Sei in: Rubrica La Poesia, I Poeti » LA VOCE DELL'ACQUA NELLA POESIA DI IOLE CHESSA OLIVARES
LA VOCE DELL'ACQUA NELLA POESIA DI IOLE CHESSA OLIVARES
30/03/2017, 11:28
Il motivo dell'acqua ritorna con significativa costanza nella poesia di Iole Chessa Olivares, da In piena sulla conchiglia (2002) a Nel finito... mai finito (2015).
L'acqua si collega all'idea della vita e della rigenerazione. È noto a tutti come l'acqua sia simbolo dell'inconscio, come tra l'acqua e l'inconscio esista una identità di significante e significato.
Meglio di ogni altro elemento essa rappresenta uno stato regressivo, simboleggia la sostanza primordiale da cui nascono tutte le forme e a cui ritornano per regressione o sul piano cosmico per cataclisma.
L'immersione nell'acqua, che raffigura l'approccio dell'io cosciente con l'inconscio mediante una regressione nel preformale che include la possibilità di una rigenerazione, è riprodotta sul piano cosmico dal diluvio, che scioglie il mondo, ed equivale sul piano umano alla morte come solutio, ritorno alla condizione iniziale nel liquido amniotico dell'utero materno, alla condizione prenatale.
A ben vedere il tema dell'acqua è strettamente legato nella poesia di Iole a quello dell'isola natìa, a quel particolare sentimento dell'isola che è propria del sardo.
Nicola Tanda a proposito di Dessì osservava: «La paura del mare, il rischio della perdita d'identità, rinvia al destino di una civiltà che si difende arroccandosi».
Come scrive Dessì in Scoperta della Sardegna il sardo che vive sul Continente «ha sempre alle spalle il mare, una zona di silenzio e di buio che lo separa dal mondo materno della sua isola».
Così avviene anche nella poesia di Iole Chessa Olivares.
In In piena sulla conchiglia (2002) si segnalano i due componimenti dedicati a La Maddalena, «l'isola del vento», ovvero Il richiamo («Da rive di memoria / soccorrevole...») e Canto per l'isola («Intima a spume di smeraldo...»).
A partire da questa raccolta si evidenzia quello “sperdimento” della poetessa sospesa tra il finito e l'infinito di cui giustamente parla Neria De Giovanni nella sua postfazione a Nel finito... mai finito (2015).
Si pensi a Magia del vento: «Dal vento imparo a non essere nessuno / a non andare per ranuncoli e viole...».
Nella successiva silloge, Quel tanto di rosso (2007), si segnala il componimento Salutavo il mare: «Salutavo il mare / bevendolo, / la sua acqua / grembo e orizzonte / al mio inchiostro...».
È il rito di bere l'acqua salata per portarsela dentro nel congedarsi dal mare-grembo. È il motivo del mare-grembo che ritorna anche in Il faro, che è dedicato al faro di Cala mosca presso Cagliari: «Nel buio desolato / porta in grembo / un quasi sole, / un labile raggio / che evapora sfiorando le pupille...».

### DATI GREZZI:
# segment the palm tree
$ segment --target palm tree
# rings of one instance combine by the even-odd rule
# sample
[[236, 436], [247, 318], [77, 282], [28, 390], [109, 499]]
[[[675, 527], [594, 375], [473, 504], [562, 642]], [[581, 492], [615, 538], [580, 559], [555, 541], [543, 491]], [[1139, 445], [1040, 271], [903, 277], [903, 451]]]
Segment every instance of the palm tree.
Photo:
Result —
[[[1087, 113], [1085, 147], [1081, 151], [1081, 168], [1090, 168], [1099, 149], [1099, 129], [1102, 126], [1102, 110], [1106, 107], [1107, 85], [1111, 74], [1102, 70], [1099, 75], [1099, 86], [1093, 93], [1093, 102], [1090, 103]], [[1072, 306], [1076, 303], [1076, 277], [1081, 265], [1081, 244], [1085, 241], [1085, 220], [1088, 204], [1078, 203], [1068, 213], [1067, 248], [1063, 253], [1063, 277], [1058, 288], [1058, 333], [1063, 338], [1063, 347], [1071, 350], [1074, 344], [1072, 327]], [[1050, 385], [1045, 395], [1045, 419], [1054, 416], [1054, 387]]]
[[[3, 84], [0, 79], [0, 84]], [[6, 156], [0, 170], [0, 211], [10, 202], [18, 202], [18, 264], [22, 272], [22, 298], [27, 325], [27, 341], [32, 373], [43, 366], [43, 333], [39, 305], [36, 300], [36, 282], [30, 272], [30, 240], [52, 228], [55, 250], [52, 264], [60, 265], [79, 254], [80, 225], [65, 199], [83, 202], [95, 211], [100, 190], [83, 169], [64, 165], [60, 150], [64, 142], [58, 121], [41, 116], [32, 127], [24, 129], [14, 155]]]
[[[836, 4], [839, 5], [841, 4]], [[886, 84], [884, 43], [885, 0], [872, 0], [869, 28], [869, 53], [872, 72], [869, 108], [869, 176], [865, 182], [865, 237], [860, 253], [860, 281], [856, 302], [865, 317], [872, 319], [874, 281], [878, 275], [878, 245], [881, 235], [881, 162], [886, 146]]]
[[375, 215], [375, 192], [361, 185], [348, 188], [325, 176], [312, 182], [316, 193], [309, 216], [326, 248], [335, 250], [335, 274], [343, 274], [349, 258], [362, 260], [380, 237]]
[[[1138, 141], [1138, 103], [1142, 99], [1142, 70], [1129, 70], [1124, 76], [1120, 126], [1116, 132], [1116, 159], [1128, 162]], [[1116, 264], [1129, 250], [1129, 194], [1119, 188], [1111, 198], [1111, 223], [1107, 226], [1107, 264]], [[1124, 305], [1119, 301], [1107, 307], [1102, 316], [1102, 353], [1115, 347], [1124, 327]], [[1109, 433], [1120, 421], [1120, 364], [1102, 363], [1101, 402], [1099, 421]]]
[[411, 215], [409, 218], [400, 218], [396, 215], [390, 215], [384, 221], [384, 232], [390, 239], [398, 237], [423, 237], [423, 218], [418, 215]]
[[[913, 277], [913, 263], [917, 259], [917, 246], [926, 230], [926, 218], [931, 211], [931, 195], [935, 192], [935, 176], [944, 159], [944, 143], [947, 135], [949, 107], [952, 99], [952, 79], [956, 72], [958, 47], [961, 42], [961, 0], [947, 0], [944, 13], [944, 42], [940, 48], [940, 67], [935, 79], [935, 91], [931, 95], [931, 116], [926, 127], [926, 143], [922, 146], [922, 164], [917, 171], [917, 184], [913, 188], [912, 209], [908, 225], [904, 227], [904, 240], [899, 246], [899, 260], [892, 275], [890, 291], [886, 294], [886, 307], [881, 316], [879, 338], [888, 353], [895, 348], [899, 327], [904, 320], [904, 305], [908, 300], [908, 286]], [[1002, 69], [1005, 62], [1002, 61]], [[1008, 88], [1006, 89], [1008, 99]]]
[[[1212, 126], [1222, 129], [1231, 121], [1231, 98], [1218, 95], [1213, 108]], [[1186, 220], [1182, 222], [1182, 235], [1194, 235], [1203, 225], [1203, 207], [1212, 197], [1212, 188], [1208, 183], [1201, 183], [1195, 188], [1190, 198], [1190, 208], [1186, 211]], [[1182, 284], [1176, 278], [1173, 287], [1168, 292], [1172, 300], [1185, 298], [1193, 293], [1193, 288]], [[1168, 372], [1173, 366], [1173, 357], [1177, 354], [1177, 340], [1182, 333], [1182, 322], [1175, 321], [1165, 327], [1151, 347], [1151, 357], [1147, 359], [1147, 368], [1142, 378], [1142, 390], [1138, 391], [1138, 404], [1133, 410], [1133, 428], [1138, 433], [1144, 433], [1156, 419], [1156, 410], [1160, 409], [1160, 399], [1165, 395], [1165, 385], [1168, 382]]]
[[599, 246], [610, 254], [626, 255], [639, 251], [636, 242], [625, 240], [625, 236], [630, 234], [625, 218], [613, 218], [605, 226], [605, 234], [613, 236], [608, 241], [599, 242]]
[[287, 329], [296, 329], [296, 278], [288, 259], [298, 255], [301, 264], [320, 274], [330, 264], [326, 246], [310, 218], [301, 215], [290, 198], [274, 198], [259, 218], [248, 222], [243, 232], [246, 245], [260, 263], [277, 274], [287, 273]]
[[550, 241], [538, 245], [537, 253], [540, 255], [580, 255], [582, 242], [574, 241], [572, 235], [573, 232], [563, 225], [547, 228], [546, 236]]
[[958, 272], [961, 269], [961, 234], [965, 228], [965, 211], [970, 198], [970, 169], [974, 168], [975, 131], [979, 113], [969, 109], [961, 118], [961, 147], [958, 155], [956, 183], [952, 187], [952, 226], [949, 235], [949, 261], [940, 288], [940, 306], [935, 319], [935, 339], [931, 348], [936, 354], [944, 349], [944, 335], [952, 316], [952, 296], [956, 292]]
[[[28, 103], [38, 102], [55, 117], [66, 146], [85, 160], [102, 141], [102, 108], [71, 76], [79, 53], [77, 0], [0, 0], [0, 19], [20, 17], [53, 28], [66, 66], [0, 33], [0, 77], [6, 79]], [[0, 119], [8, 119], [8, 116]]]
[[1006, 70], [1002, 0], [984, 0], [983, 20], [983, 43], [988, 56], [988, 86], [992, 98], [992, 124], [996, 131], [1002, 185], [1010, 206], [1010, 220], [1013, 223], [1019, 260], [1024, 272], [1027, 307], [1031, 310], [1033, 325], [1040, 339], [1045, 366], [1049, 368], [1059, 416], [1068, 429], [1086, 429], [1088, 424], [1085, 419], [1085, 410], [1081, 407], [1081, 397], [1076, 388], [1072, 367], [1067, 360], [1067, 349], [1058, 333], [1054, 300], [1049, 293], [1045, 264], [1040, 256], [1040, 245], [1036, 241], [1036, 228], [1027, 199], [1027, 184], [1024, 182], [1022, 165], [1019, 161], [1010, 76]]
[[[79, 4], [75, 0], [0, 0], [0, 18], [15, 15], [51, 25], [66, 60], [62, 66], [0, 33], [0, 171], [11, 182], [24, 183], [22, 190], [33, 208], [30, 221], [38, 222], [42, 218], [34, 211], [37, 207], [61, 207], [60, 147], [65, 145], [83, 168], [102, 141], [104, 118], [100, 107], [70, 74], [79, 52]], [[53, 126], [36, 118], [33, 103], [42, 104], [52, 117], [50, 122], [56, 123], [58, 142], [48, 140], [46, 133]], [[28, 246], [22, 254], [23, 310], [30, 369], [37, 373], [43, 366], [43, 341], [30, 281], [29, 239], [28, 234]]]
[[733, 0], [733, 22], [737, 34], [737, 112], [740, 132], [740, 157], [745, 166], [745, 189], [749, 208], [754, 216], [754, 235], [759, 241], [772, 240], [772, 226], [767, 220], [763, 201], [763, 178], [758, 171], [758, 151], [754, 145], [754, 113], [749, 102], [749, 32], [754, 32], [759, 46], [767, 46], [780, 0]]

### CONSEGNE:
(1) Estrai dall'articolo sull'acqua nella poesia di Iole Chessa Olivares il passo compreso tra "Sei in: Rubrica" e "(2002) a Nel finito... mai finito (2015).", estremi inclusi.
(2) Elenca i titoli di tutti i componimenti di Iole Chessa Olivares citati nell'articolo sull'acqua nella sua poesia.
(3) Prosegui l'articolo sull'acqua nella poesia di Iole Chessa Olivares a partire dalla sua ultima frase.

### RISPOSTE ALLE CONSEGNE:
(1)
Sei in: Rubrica La Poesia, I Poeti » LA VOCE DELL'ACQUA NELLA POESIA DI IOLE CHESSA OLIVARES
LA VOCE DELL'ACQUA NELLA POESIA DI IOLE CHESSA OLIVARES
30/03/2017, 11:28
Il motivo dell'acqua ritorna con significativa costanza nella poesia di Iole Chessa Olivares, da In piena sulla conchiglia (2002) a Nel finito... mai finito (2015).

(2) Il richiamo, Canto per l'isola, Magia del vento, Salutavo il mare, Il faro

(3)
In La buccia del grido (2008), al di là del componimento eponimo e di Belato di rimedio, si segnala soprattutto Anime perse: «Brevi le intese, isola nell'isola / avvistata e... perduta, / un labile chiarore / per aiutarsi nel buio // mentre la vita trasmigra: / algida al varco, senza abbagli / guarda crescere e morire / l'effimero d'ogni mutamento».
Rinunciando a un esame dettagliato, che altri hanno fatto, dell'ultima raccolta Nel finito... mai finito (2015), ci limitiamo ad evidenziare una linea di sviluppo che si afferma lì come si afferma un motivo in una sinfonia.
Ecco dunque nella prima sezione Nel sogno e nella veglia («Ma... il movimento vero / è sempre altrove») e ancora Nel finito.. mai finito e infine Sospeso azzurro.
Ecco quindi nella seconda sezione Senza attenuanti («Ah... l'amore... l'amore / cammina libero / non affonda nella sua dismisura...») e poi Nella Casaluce, dedicata alla Fondazione Il Fiore, dimora del poeta-avvocato fiorentino Alberto Caramella, e ancora Lo spirito dell'altrove («E nessuno l'aiuta / se non la radice viva / di un laggiù lontano / a naso in su / in devoto sperdimento»).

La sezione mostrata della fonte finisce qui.